**What is asked**
State how many lines in the material below contain the string "post", giving only the number.

**Supplied information**
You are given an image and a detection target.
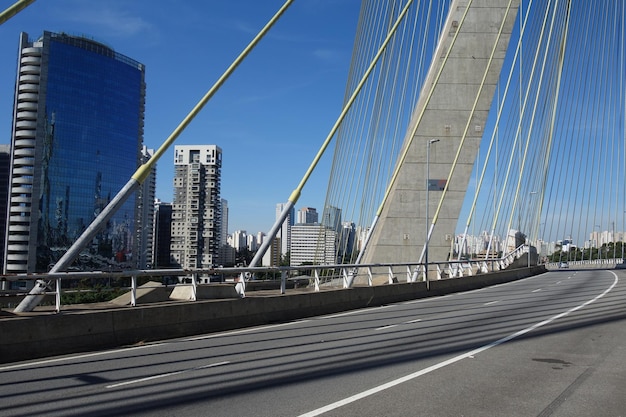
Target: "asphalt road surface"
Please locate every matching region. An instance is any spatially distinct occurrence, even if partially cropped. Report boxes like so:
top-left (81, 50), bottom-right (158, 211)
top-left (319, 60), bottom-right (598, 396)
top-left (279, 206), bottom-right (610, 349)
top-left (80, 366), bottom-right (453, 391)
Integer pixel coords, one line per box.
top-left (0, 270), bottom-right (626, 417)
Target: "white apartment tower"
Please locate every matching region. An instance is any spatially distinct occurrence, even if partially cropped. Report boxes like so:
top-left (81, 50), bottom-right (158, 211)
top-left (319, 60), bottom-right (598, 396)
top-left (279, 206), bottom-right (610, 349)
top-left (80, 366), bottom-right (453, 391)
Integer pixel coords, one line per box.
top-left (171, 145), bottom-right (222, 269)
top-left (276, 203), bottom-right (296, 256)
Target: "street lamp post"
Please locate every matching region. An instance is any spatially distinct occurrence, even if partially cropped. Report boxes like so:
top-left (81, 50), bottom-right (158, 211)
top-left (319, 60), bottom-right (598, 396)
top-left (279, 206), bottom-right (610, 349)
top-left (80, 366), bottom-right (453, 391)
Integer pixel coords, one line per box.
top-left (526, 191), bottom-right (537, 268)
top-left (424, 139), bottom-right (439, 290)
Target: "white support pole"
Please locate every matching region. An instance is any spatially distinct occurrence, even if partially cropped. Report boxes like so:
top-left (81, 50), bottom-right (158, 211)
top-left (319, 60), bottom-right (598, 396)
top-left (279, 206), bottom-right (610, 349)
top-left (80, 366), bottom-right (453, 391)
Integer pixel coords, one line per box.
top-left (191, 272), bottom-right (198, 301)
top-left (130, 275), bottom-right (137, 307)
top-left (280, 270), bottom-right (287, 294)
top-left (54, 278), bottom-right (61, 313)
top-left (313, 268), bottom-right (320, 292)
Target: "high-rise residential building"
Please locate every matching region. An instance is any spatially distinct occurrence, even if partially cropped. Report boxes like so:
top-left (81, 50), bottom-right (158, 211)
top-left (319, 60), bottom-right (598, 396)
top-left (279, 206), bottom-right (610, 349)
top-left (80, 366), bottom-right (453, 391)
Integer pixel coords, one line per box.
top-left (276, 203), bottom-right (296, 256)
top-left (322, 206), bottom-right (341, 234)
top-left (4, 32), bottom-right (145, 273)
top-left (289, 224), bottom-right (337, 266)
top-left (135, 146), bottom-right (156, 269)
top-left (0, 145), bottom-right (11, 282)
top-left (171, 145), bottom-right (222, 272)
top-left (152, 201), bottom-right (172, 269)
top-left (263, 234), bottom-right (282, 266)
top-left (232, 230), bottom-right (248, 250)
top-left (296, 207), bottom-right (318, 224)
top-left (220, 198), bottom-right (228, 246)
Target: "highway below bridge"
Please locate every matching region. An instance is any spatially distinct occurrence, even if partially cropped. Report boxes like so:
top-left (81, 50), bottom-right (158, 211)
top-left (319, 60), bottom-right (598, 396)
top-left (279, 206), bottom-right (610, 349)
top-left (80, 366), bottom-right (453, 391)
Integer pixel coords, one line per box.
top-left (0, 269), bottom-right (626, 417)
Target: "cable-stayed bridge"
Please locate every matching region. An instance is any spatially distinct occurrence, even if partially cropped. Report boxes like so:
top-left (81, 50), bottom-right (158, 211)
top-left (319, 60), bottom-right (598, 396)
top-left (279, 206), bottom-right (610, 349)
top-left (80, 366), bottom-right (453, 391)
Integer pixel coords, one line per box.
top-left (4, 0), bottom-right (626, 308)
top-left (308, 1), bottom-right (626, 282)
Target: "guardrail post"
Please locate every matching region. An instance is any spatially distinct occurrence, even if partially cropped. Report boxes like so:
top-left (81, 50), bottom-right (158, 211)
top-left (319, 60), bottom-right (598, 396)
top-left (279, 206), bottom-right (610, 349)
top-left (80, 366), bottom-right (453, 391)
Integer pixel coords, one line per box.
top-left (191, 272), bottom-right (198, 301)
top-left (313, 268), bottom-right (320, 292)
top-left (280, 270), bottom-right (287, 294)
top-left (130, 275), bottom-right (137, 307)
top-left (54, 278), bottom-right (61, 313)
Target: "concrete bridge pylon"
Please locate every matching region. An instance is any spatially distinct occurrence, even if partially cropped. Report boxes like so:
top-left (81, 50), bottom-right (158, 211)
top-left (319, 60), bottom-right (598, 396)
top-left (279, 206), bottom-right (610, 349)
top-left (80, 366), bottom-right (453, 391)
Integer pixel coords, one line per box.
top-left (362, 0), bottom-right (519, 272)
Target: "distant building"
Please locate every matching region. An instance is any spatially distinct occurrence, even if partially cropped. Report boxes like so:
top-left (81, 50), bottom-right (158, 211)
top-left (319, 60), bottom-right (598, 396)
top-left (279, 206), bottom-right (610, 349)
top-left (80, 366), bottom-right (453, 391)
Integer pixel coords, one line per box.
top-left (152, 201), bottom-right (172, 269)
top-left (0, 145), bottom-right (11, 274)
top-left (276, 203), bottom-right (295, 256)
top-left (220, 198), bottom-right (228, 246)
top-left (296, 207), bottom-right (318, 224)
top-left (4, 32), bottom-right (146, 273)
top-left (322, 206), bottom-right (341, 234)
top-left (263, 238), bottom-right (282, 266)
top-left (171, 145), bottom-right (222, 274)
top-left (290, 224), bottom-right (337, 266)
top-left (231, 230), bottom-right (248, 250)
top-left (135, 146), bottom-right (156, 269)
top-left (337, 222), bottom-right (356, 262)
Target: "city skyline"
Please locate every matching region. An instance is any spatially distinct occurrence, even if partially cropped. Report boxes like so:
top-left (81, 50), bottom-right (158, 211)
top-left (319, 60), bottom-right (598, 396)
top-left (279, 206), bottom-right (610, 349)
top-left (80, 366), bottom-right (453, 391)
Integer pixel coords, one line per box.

**Exercise response**
2